- [TEXT PROVIDED]:
+-------+
Maishe Tikotchski – chief leader and decision–maker in the Judenrat, his work was to raise money. Because with money they could accomplish something. He was smart, never argued with anyone. His adjutants did the work for him.

It must be mentioned that in many cases when the life of the Bransk Jews was in jeopardy, Maishe Tikotchski endangered his own life to save these people.

Yankl Rubin[1], and Maishe Kamen had run away from the Lublin concentration camp, coming to Bransk. The Lublin gendarmerie sent a request to the Bielsker gendarmerie that these two Jews must, under any circumstances be brought back to Lublin. This meant certain death for the two Bransk Jews. Everyone in town knew they were in Bransk. Maishe Tikotchski was supposed to do this. It would have meant certain death for tens of Bransk Jews if the request would not be complied with. He did not become frightened and went to Shumanski and said, that they will not turn over any Jews regardless of any danger to themselves.
+-------+
[Region labeling records]
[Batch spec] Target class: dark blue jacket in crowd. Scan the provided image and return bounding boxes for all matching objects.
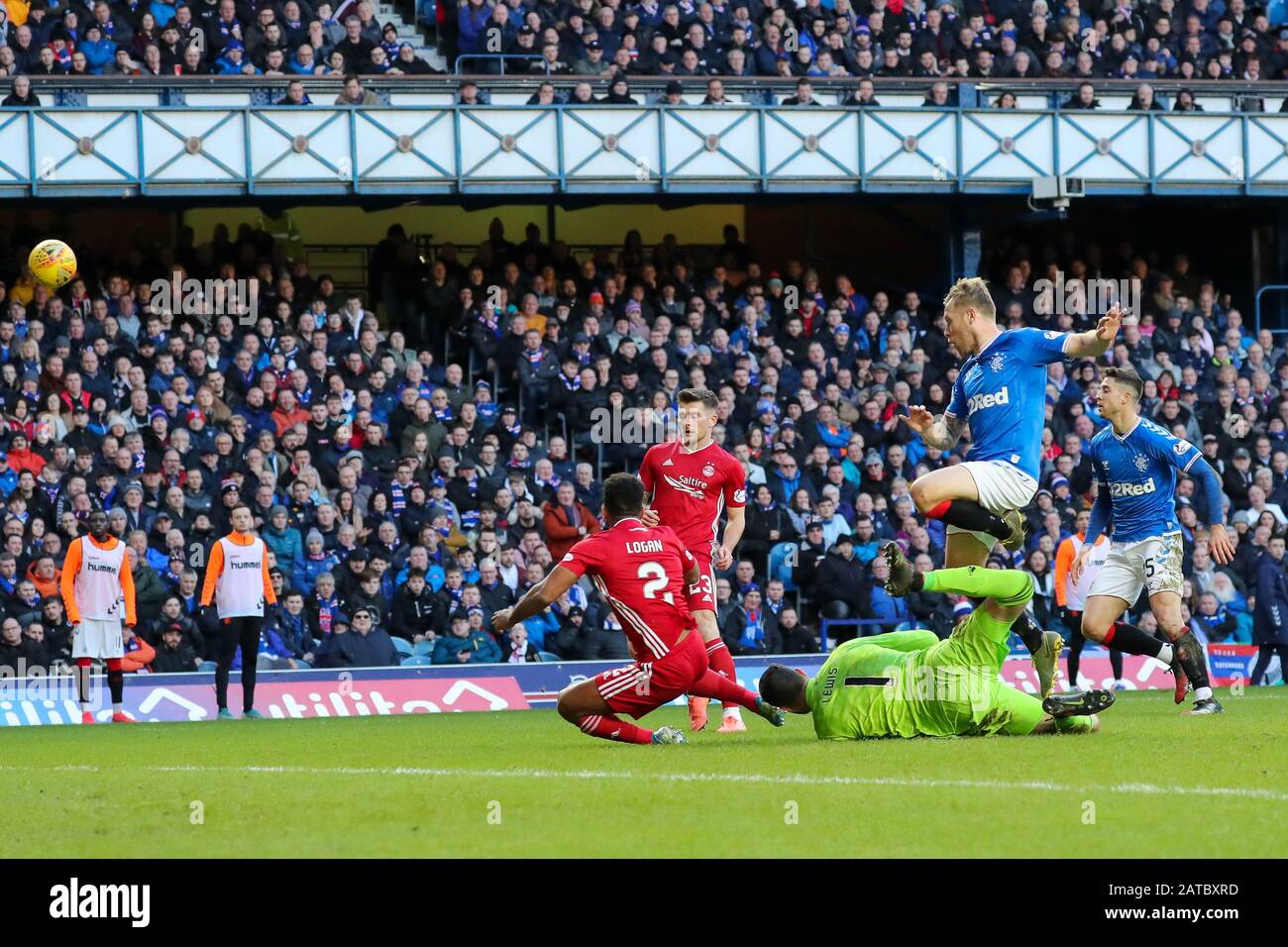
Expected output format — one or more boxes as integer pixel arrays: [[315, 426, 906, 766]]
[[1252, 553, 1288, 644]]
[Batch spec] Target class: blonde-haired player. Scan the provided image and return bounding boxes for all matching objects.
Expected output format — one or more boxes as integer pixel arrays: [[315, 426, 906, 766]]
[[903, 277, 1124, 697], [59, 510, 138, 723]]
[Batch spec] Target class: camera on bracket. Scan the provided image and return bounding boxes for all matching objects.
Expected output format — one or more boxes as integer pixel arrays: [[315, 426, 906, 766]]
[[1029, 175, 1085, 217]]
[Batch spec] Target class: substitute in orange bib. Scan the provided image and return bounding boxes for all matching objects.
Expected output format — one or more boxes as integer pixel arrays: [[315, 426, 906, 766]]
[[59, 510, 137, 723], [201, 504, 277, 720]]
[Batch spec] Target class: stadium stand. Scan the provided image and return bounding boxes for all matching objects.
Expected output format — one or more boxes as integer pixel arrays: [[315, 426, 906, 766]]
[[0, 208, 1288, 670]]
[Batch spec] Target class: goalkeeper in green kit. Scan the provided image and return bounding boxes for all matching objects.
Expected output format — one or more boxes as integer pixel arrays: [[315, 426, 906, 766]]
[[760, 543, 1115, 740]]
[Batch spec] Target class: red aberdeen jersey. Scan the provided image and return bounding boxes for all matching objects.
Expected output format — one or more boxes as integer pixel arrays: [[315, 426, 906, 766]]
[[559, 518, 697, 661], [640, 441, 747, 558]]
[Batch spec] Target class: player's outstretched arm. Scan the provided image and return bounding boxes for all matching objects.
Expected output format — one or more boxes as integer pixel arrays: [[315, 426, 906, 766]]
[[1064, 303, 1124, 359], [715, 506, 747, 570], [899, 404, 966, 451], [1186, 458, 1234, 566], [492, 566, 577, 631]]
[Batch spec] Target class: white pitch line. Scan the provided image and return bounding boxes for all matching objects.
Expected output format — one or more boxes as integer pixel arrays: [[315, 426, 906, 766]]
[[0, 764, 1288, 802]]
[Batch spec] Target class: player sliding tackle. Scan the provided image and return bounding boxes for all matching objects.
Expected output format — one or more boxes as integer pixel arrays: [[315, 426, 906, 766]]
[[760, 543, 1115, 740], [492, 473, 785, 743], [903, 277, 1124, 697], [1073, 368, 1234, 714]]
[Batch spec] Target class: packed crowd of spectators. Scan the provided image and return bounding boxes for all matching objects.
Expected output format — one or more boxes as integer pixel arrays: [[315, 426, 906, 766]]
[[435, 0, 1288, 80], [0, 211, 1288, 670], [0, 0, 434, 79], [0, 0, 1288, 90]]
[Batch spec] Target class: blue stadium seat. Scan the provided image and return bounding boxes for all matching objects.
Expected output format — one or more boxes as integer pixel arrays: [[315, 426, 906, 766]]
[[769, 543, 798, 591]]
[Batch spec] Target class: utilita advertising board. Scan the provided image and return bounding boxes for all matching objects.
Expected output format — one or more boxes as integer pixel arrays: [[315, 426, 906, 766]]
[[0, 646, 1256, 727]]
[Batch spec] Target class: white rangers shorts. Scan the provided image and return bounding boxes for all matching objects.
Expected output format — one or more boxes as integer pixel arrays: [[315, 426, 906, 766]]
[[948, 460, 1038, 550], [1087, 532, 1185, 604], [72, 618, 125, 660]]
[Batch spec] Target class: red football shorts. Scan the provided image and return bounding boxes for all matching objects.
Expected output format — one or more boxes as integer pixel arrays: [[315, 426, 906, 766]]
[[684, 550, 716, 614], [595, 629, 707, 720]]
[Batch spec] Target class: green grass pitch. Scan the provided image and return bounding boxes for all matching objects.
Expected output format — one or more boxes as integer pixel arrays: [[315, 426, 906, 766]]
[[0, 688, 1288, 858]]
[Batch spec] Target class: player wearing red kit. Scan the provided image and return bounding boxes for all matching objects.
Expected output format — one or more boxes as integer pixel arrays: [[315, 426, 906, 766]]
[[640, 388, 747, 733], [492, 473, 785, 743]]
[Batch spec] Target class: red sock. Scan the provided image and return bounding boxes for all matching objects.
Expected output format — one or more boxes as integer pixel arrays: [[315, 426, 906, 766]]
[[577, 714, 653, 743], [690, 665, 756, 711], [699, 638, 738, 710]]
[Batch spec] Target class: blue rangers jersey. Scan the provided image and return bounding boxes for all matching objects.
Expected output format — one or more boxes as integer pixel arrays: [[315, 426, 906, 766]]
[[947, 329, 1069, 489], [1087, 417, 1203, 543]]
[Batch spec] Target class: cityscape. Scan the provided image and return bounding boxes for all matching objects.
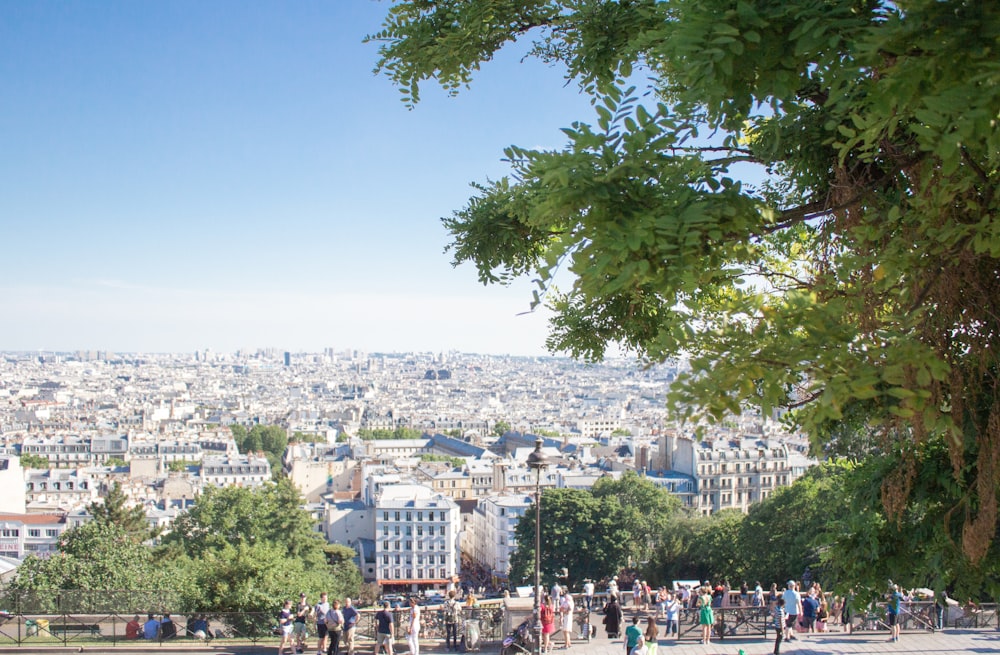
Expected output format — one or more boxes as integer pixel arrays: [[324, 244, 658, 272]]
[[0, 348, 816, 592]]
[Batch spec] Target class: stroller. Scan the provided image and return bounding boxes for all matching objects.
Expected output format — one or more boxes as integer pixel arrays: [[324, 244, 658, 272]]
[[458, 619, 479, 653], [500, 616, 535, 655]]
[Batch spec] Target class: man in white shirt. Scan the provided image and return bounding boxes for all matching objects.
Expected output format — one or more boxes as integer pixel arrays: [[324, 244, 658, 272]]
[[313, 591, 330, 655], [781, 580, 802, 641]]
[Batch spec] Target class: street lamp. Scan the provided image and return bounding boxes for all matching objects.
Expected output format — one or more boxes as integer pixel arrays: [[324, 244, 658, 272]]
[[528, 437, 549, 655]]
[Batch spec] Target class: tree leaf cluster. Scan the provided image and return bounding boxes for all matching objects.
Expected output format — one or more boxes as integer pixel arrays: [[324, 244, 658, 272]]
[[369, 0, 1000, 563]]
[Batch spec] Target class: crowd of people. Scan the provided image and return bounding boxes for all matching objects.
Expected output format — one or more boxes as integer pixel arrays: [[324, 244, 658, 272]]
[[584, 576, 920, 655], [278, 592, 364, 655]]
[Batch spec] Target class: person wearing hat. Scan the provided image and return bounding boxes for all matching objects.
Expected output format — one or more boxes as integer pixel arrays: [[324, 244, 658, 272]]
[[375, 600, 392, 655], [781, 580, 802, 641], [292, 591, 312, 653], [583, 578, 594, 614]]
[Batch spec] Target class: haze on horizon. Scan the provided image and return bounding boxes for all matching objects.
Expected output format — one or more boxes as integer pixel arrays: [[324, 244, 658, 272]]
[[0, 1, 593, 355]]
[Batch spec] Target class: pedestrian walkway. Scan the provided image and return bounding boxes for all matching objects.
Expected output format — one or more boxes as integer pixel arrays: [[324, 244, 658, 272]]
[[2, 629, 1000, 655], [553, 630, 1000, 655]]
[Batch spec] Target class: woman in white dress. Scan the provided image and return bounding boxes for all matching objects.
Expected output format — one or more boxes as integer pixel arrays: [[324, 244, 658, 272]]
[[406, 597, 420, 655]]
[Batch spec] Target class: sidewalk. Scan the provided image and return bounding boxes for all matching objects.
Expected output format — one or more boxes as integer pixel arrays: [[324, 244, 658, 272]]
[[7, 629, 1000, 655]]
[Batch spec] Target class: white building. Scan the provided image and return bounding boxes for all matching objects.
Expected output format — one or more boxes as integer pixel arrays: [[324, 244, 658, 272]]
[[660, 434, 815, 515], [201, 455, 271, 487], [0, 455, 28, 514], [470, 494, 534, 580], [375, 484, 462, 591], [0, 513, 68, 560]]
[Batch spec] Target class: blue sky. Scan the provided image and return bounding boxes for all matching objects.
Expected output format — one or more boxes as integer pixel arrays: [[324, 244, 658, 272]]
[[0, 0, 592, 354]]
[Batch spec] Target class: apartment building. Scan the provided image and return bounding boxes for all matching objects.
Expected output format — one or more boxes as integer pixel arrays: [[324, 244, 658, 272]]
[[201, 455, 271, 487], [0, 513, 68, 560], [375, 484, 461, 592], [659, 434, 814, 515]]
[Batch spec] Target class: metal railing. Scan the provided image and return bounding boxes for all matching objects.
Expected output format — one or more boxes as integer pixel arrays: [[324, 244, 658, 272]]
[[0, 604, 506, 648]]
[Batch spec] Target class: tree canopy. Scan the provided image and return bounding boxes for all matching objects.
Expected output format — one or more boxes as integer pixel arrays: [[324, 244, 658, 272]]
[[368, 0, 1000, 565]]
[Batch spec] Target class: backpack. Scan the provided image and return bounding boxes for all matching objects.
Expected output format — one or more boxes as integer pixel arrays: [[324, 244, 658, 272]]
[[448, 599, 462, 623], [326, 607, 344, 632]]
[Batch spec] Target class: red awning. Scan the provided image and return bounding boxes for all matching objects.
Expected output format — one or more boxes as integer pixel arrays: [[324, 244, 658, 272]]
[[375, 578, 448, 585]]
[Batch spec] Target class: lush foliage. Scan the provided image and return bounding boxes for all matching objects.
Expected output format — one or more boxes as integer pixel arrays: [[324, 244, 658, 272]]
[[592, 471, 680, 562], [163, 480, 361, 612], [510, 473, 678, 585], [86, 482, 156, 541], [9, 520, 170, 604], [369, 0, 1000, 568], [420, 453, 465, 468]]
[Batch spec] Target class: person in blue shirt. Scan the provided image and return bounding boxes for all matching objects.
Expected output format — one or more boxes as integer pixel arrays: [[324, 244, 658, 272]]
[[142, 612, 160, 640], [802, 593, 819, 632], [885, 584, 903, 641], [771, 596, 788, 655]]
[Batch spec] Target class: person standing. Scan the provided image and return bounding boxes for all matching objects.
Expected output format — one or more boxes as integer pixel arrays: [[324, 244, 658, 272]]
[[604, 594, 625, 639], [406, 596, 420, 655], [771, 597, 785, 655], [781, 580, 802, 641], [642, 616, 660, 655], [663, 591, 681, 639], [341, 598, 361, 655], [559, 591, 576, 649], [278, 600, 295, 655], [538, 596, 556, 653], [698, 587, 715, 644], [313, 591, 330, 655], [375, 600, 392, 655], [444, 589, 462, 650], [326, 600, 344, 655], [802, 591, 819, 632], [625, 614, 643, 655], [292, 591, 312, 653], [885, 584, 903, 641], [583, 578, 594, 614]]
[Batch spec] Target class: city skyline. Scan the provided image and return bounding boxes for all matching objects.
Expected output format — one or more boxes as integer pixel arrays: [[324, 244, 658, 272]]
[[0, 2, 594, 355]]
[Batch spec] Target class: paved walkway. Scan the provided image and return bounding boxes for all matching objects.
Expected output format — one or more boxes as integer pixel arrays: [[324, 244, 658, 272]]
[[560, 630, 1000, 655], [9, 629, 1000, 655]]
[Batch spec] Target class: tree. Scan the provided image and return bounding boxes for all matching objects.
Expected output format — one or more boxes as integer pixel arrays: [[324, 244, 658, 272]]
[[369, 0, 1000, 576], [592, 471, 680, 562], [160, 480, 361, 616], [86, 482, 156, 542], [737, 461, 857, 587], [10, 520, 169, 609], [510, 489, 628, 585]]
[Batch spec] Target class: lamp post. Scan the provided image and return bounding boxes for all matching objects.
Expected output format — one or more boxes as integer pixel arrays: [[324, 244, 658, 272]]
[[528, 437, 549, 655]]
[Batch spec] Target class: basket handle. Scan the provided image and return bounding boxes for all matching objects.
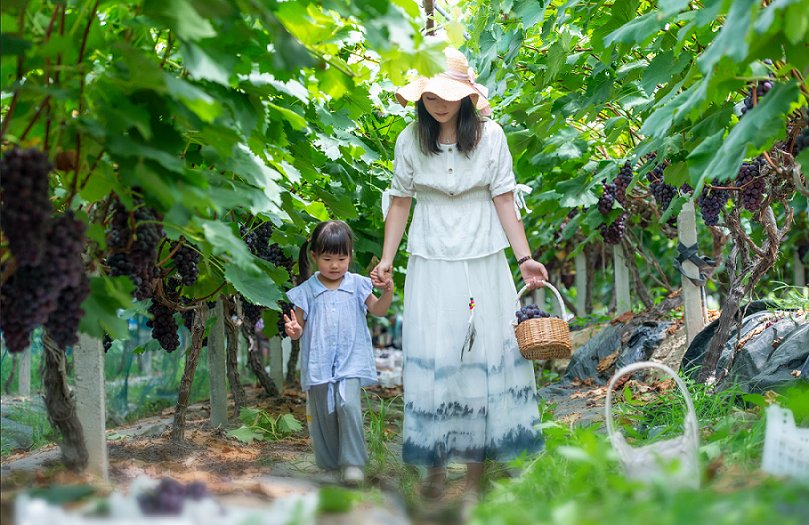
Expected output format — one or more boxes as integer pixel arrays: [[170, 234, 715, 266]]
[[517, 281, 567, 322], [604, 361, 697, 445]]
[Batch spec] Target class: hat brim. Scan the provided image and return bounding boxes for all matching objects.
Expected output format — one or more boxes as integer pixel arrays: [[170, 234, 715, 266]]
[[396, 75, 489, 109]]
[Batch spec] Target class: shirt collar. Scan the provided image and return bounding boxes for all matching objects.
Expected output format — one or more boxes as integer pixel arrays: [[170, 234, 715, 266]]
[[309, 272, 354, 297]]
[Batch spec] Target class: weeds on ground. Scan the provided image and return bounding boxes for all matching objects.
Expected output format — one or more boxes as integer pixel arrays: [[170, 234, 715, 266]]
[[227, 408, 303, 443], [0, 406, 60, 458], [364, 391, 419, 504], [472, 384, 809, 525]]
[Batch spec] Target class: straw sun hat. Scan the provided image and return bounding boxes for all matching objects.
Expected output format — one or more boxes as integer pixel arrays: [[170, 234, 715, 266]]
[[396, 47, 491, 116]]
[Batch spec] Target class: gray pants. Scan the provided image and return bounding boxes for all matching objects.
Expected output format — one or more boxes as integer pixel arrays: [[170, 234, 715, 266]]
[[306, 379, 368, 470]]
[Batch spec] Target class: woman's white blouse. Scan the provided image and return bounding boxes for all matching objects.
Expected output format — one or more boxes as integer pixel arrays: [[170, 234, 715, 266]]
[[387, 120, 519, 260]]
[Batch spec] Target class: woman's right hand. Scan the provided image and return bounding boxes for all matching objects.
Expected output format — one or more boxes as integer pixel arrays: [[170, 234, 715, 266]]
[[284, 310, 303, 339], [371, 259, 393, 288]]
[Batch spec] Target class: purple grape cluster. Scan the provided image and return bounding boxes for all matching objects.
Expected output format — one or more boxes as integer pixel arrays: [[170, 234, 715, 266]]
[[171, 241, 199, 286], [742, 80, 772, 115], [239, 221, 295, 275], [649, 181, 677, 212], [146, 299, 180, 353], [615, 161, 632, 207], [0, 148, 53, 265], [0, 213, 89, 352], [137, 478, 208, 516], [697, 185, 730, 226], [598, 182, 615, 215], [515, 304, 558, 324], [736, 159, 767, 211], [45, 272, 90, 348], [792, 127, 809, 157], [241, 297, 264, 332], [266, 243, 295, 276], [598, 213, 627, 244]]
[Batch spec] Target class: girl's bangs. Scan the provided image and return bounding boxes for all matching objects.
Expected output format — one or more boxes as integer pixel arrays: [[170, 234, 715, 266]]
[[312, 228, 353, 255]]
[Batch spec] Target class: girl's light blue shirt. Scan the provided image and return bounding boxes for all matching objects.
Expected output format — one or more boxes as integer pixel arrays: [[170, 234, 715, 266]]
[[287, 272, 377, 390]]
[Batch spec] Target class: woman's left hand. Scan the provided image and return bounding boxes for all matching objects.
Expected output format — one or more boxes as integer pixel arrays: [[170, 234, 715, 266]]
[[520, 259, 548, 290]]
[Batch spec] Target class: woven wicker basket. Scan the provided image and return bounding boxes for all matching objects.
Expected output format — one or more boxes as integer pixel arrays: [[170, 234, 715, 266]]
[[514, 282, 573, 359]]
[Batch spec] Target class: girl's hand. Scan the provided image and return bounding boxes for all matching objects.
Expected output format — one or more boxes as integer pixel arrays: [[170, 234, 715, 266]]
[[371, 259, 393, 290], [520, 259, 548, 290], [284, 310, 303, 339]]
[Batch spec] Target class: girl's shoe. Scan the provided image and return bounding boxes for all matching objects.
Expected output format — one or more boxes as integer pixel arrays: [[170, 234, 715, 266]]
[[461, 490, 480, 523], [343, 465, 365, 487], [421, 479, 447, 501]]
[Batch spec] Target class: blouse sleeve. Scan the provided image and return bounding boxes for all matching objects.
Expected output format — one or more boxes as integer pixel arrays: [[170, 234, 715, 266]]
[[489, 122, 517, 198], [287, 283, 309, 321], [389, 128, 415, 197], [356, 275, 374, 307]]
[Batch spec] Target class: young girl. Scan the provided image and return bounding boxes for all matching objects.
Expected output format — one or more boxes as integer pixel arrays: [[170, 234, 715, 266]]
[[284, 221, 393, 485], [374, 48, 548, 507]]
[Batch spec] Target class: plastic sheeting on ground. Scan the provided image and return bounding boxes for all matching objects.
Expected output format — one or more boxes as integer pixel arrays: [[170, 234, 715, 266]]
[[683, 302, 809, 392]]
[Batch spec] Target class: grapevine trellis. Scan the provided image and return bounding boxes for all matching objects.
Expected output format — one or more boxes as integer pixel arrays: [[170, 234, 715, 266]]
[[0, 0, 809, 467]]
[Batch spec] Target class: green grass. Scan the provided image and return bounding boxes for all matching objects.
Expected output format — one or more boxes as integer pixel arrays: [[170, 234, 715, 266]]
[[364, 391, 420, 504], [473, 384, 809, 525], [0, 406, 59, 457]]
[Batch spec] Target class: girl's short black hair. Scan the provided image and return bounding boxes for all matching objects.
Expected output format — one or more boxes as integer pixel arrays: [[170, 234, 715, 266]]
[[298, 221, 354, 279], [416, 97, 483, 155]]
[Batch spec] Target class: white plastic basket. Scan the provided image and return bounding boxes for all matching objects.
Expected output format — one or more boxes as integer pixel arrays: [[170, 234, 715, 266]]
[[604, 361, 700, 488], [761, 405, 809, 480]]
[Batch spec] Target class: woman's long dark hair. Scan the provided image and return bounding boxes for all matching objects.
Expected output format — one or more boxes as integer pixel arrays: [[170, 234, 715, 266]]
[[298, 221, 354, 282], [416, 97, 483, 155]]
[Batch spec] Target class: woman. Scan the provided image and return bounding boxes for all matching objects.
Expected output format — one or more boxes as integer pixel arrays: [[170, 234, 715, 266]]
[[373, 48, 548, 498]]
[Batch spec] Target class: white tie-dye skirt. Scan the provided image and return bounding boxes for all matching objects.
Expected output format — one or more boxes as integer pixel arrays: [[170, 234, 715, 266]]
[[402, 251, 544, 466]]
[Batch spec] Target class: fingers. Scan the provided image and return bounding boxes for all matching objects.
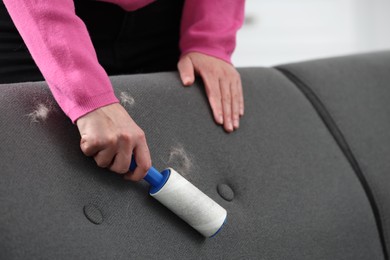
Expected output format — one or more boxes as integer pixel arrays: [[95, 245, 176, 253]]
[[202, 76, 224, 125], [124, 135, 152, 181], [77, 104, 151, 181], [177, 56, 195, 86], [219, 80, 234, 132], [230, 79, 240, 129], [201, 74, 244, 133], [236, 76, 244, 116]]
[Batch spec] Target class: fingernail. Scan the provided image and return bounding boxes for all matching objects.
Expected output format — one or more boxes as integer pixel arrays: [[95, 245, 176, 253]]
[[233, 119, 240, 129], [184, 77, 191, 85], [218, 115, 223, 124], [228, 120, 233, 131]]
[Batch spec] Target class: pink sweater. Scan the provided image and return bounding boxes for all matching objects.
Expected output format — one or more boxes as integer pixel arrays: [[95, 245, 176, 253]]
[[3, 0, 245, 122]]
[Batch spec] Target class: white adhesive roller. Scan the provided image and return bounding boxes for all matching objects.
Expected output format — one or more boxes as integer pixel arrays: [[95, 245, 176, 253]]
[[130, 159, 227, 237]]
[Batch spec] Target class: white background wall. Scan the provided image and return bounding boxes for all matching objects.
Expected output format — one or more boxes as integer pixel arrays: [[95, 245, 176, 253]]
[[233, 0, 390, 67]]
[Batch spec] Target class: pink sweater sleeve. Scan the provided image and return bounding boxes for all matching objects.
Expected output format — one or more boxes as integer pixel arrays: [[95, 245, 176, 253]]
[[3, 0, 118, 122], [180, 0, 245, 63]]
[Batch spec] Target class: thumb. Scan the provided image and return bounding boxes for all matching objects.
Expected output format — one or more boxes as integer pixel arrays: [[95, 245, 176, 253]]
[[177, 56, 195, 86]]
+-------+
- [TASK DIRECTIONS]: Copy out the portion of the Maishe Tikotchski text that starts with the words "Yankl Rubin[1], and" and ends with "danger to themselves.".

- [ANSWER TO THIS EXERCISE]:
Yankl Rubin[1], and Maishe Kamen had run away from the Lublin concentration camp, coming to Bransk. The Lublin gendarmerie sent a request to the Bielsker gendarmerie that these two Jews must, under any circumstances be brought back to Lublin. This meant certain death for the two Bransk Jews. Everyone in town knew they were in Bransk. Maishe Tikotchski was supposed to do this. It would have meant certain death for tens of Bransk Jews if the request would not be complied with. He did not become frightened and went to Shumanski and said, that they will not turn over any Jews regardless of any danger to themselves.